→ **Task details**: The response should contain every record, reproduced exactly.

→ **Data provided**:
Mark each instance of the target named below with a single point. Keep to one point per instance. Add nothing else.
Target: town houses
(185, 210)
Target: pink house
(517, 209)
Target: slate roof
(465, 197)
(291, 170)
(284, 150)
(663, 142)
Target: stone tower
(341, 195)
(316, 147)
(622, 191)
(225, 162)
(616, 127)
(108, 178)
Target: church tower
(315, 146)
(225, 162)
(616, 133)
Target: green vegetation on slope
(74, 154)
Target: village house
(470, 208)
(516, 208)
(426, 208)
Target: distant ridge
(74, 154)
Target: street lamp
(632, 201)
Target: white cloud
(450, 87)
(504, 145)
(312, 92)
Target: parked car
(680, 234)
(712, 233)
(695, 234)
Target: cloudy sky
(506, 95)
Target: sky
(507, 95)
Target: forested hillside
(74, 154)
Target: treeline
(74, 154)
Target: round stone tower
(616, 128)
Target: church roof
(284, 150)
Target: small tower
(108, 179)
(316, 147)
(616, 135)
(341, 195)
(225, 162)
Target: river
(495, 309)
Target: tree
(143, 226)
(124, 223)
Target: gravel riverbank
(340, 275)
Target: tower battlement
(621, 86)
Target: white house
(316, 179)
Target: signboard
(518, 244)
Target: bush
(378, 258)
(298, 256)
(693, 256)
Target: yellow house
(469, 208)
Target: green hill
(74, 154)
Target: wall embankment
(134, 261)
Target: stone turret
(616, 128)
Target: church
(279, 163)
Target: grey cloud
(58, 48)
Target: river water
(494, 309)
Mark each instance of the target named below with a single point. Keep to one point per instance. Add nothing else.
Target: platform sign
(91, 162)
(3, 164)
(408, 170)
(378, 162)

→ **Reply**:
Mark each instance of the target named below with a single point. Keep to one point per instance. Add nothing else.
Target: town houses
(185, 210)
Target: pink house
(517, 209)
Target: slate roof
(465, 197)
(291, 170)
(284, 150)
(663, 142)
Target: stone tower
(341, 195)
(316, 147)
(622, 191)
(225, 162)
(616, 127)
(108, 178)
Target: church tower
(315, 146)
(225, 162)
(616, 133)
Target: green vegetation on slope
(74, 154)
Target: village house
(470, 208)
(516, 208)
(426, 208)
Target: distant ridge
(74, 154)
Target: street lamp
(632, 201)
Target: white cloud
(450, 87)
(504, 145)
(312, 92)
Target: parked car
(680, 234)
(712, 233)
(695, 234)
Target: cloudy sky
(506, 95)
Target: sky
(507, 95)
Target: forested hillside
(74, 154)
Target: treeline
(74, 154)
Target: round stone tower
(616, 128)
Target: church roof
(284, 150)
Target: small tower
(108, 179)
(316, 147)
(616, 135)
(341, 195)
(225, 162)
Target: river
(495, 309)
Target: tree
(143, 226)
(124, 223)
Target: gravel riverbank
(340, 275)
Target: tower battlement
(621, 86)
Target: white house
(316, 179)
Target: signboard
(518, 244)
Target: bush
(378, 258)
(298, 256)
(693, 256)
Target: yellow house
(469, 208)
Target: green hill
(74, 154)
Target: wall embankment
(134, 261)
Target: stone turret
(616, 128)
Target: church
(279, 163)
Target: grey cloud
(58, 48)
Target: river water
(494, 309)
Mark each instance of the target named below with a single point. Keep to one point per instance. Add nothing else.
Target: platform sign
(91, 162)
(3, 164)
(408, 170)
(378, 162)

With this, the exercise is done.